SOURCE =
Wednesday, December 17, 2014


I know most will answer the question "Can anything good, positive, ever come from abuse?" with a loud "NO!" And that response is most expected. But as I move toward the end of another year of my life, and another year further away from my past, I can look at that question from various angles, the most important one being from the perspective of a survivor instead of a victim. And when I look at it this way, and reflect on what has happened in the 40 plus years since I got away from my abuser, I see mostly positives. In fact, I see many positives.

When, as I wrote in my first book, "No Tears for my Father", (which has incidentally now won a Gold Medal) that my father refused to let me cry when I fell off my bike and scraped my knee because he told me I had to "get tough", I hated how he ignored my pain. But I did get tough ... tough enough that when the time came to get away from him, though afraid, I had developed the toughness I needed to cope with the next forty years of my life. I needed that toughness to survive the loss of a job I'd worked so hard to get. I detailed this in the chapter titled, "When Good things go bad" in my latest book, "Learning to Love Myself". Once again I was facing emotional and mental abuse, but the now ingrained toughness pulled me up and out of a sinkhole that threatened to set me back to the days of my childhood abuse.

Another positive thing that came from my childhood abuse was the compassion and caring I have for others who suffer. After speaking with so many survivors of abuse who have set up blogs, written books, run groups for victims, I know I'm far from alone. Having suffered as much as we did, we do not dismiss or ignore those victims who hang their heads in shame and think no-one will believe their stories. We do .. because we've been there ... and we know how horrible it feels to live and feel that way. I feel 100% sure that if life had always been easy for me, if I hadn't known such suffering, I could never feel the compassion and the need to help others that I do today.

Stored entries =
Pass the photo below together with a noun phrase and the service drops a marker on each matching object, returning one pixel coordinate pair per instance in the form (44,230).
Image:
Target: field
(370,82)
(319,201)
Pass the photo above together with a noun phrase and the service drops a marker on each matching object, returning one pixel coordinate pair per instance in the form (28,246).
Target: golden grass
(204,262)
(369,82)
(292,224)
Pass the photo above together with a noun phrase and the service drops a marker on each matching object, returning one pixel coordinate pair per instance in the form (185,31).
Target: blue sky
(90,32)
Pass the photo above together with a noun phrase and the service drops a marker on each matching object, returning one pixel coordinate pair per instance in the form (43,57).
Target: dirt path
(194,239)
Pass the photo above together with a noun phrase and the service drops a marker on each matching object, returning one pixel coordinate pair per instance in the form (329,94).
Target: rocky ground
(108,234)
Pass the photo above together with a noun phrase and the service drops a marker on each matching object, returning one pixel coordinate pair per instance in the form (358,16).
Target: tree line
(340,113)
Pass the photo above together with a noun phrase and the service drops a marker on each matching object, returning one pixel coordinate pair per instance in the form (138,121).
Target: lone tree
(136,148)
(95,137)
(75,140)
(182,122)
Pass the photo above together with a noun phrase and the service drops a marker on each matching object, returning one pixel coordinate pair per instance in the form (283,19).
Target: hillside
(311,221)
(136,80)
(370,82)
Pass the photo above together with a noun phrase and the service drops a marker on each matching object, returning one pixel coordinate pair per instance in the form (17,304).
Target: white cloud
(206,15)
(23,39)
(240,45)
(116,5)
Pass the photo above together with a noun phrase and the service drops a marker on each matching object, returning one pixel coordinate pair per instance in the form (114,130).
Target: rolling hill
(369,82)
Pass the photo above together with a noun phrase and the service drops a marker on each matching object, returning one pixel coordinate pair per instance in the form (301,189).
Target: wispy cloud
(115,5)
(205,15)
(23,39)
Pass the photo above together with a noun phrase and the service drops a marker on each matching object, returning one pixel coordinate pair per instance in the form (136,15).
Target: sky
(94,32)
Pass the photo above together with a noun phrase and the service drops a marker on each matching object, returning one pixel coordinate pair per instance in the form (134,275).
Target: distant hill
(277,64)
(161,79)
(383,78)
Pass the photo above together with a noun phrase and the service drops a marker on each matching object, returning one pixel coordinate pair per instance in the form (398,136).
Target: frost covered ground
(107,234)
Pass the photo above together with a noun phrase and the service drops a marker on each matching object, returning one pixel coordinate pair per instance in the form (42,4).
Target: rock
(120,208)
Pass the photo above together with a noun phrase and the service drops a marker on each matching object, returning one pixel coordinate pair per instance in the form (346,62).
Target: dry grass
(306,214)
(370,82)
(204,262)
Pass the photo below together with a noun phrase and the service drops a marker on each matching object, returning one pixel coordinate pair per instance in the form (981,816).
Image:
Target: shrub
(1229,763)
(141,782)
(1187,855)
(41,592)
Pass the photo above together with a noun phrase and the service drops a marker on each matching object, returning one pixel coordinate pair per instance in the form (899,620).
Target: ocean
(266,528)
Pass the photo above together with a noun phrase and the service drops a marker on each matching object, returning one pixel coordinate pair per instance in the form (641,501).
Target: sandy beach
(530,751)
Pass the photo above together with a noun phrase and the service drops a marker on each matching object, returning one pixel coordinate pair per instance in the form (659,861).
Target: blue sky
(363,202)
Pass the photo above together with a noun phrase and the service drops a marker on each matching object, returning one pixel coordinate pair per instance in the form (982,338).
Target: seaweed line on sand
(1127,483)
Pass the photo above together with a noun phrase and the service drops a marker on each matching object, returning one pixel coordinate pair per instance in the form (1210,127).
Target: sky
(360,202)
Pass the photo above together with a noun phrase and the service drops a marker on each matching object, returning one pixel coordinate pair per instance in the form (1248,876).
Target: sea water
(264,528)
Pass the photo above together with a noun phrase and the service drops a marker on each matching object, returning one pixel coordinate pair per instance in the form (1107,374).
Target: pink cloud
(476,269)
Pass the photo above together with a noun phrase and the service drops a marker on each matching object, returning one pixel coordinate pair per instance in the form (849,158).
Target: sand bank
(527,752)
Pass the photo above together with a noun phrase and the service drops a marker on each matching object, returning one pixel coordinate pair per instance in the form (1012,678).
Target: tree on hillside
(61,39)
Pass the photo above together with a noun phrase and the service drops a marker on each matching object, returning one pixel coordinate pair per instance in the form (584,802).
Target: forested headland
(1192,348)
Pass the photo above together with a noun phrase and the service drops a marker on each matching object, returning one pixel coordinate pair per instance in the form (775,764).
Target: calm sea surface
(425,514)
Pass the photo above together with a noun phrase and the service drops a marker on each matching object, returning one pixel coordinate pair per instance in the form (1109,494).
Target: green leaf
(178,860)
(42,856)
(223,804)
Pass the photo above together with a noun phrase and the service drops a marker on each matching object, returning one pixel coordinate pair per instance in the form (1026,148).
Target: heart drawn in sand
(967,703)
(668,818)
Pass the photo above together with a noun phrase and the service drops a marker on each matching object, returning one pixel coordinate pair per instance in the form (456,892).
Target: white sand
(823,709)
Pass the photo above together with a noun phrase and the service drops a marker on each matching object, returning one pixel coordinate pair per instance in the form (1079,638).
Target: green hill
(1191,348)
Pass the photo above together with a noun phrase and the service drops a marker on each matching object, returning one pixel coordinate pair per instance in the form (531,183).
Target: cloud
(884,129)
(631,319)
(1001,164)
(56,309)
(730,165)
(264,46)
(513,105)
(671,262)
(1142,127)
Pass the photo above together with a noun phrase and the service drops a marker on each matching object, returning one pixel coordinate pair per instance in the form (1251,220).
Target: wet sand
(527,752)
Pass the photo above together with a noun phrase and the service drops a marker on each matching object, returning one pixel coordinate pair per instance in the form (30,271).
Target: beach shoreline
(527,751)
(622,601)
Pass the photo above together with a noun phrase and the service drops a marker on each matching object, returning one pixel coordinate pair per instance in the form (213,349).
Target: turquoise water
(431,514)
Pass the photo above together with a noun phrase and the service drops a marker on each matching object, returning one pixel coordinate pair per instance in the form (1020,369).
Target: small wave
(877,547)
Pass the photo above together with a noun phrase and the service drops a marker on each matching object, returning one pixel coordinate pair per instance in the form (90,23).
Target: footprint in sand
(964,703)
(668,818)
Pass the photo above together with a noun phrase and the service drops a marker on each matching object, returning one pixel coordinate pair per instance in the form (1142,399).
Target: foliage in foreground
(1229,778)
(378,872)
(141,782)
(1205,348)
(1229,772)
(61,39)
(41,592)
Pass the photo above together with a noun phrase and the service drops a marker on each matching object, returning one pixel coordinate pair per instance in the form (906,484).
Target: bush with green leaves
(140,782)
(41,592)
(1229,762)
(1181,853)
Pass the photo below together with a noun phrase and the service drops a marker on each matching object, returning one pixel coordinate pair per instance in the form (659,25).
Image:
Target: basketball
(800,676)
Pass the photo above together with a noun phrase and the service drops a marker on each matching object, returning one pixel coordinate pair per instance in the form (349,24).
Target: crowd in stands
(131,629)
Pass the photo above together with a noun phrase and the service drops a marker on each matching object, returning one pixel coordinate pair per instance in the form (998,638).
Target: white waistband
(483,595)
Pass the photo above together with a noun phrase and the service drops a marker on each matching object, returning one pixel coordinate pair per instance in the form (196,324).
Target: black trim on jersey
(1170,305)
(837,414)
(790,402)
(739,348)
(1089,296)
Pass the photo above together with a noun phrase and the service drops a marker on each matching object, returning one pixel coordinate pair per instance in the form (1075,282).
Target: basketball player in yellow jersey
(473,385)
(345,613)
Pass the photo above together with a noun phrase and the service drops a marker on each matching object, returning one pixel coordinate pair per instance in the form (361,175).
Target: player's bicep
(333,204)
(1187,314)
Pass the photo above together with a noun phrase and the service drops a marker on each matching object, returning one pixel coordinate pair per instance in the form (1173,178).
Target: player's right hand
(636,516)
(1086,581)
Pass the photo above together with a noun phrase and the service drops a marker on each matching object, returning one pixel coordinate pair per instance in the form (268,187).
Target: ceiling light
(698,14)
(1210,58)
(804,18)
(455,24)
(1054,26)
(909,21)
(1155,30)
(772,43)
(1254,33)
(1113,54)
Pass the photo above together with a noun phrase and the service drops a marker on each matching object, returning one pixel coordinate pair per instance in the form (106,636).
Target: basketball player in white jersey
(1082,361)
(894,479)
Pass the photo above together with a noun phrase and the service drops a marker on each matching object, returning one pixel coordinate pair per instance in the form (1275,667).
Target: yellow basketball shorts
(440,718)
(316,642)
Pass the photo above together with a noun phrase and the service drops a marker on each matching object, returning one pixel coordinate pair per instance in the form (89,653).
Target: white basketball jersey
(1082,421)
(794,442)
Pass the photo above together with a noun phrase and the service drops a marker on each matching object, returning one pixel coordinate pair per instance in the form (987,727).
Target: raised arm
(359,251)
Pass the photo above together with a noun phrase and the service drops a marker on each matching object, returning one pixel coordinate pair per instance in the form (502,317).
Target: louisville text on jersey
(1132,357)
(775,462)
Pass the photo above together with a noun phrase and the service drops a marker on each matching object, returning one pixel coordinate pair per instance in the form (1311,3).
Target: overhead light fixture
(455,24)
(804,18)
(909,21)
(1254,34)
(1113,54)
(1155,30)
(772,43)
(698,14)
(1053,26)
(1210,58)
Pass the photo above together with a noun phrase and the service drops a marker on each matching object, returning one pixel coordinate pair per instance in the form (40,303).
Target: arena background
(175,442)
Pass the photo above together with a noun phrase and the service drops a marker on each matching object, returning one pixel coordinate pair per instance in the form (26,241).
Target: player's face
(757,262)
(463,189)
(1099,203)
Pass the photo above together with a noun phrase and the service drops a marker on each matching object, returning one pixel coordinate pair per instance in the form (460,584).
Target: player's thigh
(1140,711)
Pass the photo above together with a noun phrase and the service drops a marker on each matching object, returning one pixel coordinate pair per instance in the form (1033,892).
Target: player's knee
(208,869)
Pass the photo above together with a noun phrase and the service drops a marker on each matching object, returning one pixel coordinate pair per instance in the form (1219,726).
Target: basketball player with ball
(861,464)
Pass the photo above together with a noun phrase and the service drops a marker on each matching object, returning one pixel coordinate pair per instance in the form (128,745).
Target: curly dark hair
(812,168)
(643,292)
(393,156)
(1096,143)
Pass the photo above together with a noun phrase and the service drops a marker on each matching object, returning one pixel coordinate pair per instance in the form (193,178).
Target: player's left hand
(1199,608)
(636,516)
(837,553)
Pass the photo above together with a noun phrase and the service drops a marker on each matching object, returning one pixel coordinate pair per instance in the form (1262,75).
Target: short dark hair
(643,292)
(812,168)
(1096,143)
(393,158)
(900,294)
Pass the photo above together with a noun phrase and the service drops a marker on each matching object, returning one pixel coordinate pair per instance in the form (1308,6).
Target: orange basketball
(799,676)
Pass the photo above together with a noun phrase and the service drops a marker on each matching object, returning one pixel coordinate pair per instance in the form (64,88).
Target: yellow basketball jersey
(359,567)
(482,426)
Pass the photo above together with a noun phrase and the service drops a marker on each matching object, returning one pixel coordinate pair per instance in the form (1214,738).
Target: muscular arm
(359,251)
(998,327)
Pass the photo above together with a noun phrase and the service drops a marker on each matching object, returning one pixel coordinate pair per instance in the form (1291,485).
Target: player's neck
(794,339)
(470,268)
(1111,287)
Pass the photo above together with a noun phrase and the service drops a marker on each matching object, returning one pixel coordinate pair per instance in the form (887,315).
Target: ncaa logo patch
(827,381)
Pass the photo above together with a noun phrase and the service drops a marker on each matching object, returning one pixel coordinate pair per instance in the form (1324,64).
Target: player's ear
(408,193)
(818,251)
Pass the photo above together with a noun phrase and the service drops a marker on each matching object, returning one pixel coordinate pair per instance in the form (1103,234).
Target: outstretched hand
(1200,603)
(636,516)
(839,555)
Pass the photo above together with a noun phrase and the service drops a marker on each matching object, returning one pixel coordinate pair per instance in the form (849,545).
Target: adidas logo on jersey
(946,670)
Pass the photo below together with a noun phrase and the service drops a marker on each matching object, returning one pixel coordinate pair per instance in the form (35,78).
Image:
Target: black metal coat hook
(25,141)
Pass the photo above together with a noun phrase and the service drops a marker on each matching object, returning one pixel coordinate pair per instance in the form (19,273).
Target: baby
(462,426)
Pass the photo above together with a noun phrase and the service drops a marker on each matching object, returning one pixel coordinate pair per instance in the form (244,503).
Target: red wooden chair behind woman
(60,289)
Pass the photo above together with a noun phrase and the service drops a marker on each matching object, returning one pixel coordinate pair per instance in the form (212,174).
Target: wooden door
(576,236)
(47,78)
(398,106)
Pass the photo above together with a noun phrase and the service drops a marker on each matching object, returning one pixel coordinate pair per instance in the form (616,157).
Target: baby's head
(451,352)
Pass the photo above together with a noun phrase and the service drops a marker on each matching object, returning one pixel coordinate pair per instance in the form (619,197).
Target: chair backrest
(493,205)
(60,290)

WRITTEN REQUEST =
Answer these questions from the blog post:
(a) What award has the book "No Tears for my Father" won?
(b) In which chapter of "Learning to Love Myself" is the loss of a job detailed?
(c) What did the father tell the writer they had to do after the fall from the bike?
Rely only on the blog post, not on the lines.

THE RESPONSE =
(a) A Gold Medal.
(b) "When Good things go bad."
(c) "Get tough."